#### Direction 1:
In the excerpt on calculus descriptions, copy everything from "Rules are written" down to "is always 1." without changing a word.

#### Source extract:
******

The calculus description begins with a sequence of rules followed by a sequence of commands.

The sequence of rules may be partitioned into two sets of rules where the first set are standard reductions and the second set are program transformations. The sets are separated by the keyword `TRANSFORMATIONS`.

Rules are written as `{rulename} left hand side ==> right hand side` followed by an optional `where`-clause to add constraints to the rule. Both sides of the rule are expressions. The `rulename` should be unique for every rule and it must start with a lower-case letter. If it starts with `SR,` then it denotes a standard reduction, otherwise it denotes a transformation rule. The rulename also have a number. If no number is given, then the number is always 1.
Commands are of the form `overlap` `(`rulename1,Number`)`.dir1 `and` `(`rulename2,Number`)`.dir2 where `dir` is either `l` or `r`, to express which side of the rule should be used for overlapping. For computing forking diagrams the left hand side of a transformation has to be overlapped with the left hand sides of standard reductions, while for computing commuting diagrams, the right hand side of a transformation hat to be overlapped with the left hand sides of standard reductions.
As a short form also the command `overlap (rulename1,Number).dir1 all` is available which computes all overlaps of rulename1.dir1 with all left hand sides of all standard reductions (i.e. the rules which are named with `SR,...` ).

Examples

The source distribution comes with several examples which can be found in `examples`.

******

#### Direction 2:
How many lines of the listing contain the string "label"? Case counts, and the reply is the number alone.

Source data
******

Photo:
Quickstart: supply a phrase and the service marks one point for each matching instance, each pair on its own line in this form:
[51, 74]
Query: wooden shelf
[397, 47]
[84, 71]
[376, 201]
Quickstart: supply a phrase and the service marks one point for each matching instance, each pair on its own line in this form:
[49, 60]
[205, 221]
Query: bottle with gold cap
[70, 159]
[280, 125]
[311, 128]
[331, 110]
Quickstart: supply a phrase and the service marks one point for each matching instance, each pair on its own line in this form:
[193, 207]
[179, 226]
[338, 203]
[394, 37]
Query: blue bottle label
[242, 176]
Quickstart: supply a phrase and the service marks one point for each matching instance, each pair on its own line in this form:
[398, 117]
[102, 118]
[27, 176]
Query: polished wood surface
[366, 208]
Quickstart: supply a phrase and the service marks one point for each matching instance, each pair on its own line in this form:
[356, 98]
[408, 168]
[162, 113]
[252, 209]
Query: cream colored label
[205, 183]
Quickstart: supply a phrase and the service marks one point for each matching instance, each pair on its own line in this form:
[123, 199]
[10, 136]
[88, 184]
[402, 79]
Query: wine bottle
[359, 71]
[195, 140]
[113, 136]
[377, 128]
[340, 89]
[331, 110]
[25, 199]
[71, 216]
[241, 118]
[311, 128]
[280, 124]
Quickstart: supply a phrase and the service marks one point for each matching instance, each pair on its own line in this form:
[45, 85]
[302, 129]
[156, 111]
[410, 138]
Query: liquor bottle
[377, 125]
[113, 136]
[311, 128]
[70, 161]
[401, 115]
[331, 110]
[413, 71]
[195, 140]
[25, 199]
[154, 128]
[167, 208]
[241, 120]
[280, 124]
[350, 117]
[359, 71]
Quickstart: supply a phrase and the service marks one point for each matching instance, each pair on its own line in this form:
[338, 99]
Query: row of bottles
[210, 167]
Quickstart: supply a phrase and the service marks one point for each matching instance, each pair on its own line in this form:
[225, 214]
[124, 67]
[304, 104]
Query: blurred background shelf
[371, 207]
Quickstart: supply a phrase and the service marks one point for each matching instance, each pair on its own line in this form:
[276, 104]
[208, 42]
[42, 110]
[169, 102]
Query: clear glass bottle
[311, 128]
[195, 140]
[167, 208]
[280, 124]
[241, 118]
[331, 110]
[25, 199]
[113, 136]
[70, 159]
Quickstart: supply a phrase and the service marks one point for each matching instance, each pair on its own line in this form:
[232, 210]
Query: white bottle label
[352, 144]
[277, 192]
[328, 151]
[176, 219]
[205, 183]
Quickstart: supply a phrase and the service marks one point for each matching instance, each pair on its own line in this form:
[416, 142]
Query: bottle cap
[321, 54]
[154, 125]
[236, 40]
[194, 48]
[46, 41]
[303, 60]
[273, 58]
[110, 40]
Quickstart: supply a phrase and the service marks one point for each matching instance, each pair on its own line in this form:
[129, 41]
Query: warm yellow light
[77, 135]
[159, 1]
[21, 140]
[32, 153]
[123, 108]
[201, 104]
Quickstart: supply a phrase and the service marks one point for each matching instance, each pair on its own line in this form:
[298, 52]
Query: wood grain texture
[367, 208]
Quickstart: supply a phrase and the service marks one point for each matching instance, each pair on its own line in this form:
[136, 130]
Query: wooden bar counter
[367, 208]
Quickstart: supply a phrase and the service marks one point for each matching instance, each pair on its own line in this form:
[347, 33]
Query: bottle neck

******

#### Written answer 1:
Rules are written as `{rulename} left hand side ==> right hand side` followed by an optional `where`-clause to add constraints to the rule. Both sides of the rule are expressions. The `rulename` should be unique for every rule and it must start with a lower-case letter. If it starts with `SR,` then it denotes a standard reduction, otherwise it denotes a transformation rule. The rulename also have a number. If no number is given, then the number is always 1.

#### Written answer 2:
3